Action item: Type each record below again, with the same words.
=====
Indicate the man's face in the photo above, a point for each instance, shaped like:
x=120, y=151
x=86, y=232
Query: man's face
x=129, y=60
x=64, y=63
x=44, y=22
=====
Exercise response:
Indicate the man's face in the photo above, a point for each instance, shaped like:
x=120, y=151
x=86, y=232
Query: man's face
x=129, y=60
x=64, y=63
x=44, y=22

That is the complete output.